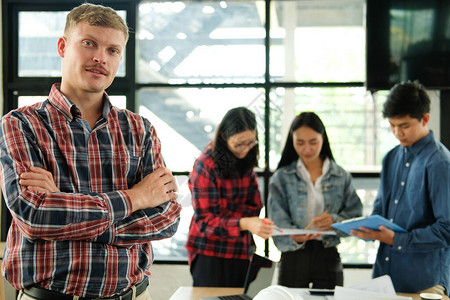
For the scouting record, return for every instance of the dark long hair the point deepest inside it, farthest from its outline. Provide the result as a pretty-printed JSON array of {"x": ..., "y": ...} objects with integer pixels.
[
  {"x": 236, "y": 120},
  {"x": 311, "y": 120}
]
· · ·
→ Activity
Each entry is to be given again exactly as it stands, with its pictures removed.

→ Written response
For the scouting record, return for every instance of the dark long hair the point deepest inside it, farthest from its outline. Provide the result as a pretty-printed JSON array of {"x": ..., "y": ...} objects with integer pixels.
[
  {"x": 236, "y": 120},
  {"x": 311, "y": 120}
]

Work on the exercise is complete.